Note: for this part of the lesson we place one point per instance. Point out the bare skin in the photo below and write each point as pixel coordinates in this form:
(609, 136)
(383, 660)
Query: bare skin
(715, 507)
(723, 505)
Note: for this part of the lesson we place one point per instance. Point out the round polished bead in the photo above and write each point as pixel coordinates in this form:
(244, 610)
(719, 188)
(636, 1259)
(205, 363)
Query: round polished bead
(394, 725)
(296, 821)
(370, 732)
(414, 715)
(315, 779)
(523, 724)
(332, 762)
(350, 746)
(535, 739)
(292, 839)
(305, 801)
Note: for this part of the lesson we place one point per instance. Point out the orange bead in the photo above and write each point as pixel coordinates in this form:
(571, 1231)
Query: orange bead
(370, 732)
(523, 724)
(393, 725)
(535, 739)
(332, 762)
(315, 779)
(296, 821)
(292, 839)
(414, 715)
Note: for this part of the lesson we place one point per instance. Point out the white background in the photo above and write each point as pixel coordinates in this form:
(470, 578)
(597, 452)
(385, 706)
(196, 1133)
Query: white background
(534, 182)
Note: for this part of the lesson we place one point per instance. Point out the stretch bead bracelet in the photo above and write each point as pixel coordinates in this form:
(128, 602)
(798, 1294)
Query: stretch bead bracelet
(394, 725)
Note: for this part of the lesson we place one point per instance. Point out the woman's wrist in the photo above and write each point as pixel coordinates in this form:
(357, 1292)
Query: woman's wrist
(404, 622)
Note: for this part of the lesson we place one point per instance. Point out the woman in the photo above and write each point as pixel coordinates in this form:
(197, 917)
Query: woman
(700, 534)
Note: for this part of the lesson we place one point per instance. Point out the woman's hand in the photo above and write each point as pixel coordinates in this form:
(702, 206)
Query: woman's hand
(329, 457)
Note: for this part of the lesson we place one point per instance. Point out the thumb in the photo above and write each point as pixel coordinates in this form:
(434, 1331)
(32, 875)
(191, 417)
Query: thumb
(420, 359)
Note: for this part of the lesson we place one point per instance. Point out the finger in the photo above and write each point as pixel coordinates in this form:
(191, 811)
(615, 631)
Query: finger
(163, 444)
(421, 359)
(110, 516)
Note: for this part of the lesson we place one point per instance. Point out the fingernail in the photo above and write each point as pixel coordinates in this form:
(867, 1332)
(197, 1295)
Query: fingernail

────────

[Directions]: Copy out all of the material above word for word, keeping every line in its original order.

[Exercise result]:
Note: for this part of the lesson we place one point per instance. Point out the bare skin in the photo below and write each point as pixel coordinates in this form:
(609, 136)
(383, 660)
Query: bare skin
(715, 507)
(723, 505)
Note: for this part of the lesson we place one point per instance. Point out the round polished bead in the photo above and write each point as pixel coordinates in this form:
(244, 610)
(719, 188)
(636, 1259)
(205, 363)
Query: round polished bead
(394, 725)
(296, 821)
(370, 732)
(414, 715)
(315, 779)
(523, 724)
(332, 762)
(350, 746)
(535, 739)
(292, 839)
(305, 801)
Note: for this part of the lesson we place one point per instance. Point out the orange bead in the photo above and write each point as pixel coordinates in this form:
(571, 1231)
Query: orange bead
(370, 732)
(523, 724)
(393, 725)
(535, 739)
(332, 762)
(315, 779)
(296, 821)
(292, 839)
(414, 715)
Note: for this part of the lesson we place one point per instance. Point out the white background in the photo above and write each point as pixel coordinates in this form:
(470, 578)
(597, 452)
(385, 706)
(196, 1133)
Query: white background
(534, 182)
Note: for this part of the lesson we place one point per instance. Point out the stretch bead bracelet in the photo above and write each point as pixel coordinates in this form:
(128, 602)
(798, 1294)
Query: stretch bead bracelet
(394, 725)
Note: for this part of the lesson we place one point per instance. Point out the woman's wrist in the photo above and write each point as pixel coordinates in this form:
(357, 1292)
Query: woman's wrist
(404, 622)
Note: for this part of the lesson we place one point per instance. Point out the woman in the photo above and write each point as pixel coordinates in this form:
(197, 917)
Query: woman
(700, 534)
Note: for this part of the lesson we place one point per instance. Point out the woman's hand in the photo above and write each point as pixel coordinates in this form:
(702, 206)
Query: woman's hand
(329, 457)
Note: for this part of the lesson we place one point per instance. Point out the thumb in the photo above and write each point as pixel coordinates in this form:
(434, 1331)
(32, 875)
(191, 417)
Query: thumb
(420, 359)
Note: for this part of the lesson we place one point per instance. Point out the finger in the photo above and write each point as pixel coordinates in this form:
(191, 811)
(615, 631)
Query: finger
(163, 444)
(421, 359)
(110, 516)
Note: for this part of the lesson we place one point per instance. Point out the fingernail in the photo above and write each point as pixel coordinates in this form:
(867, 1332)
(197, 1295)
Query: fingernail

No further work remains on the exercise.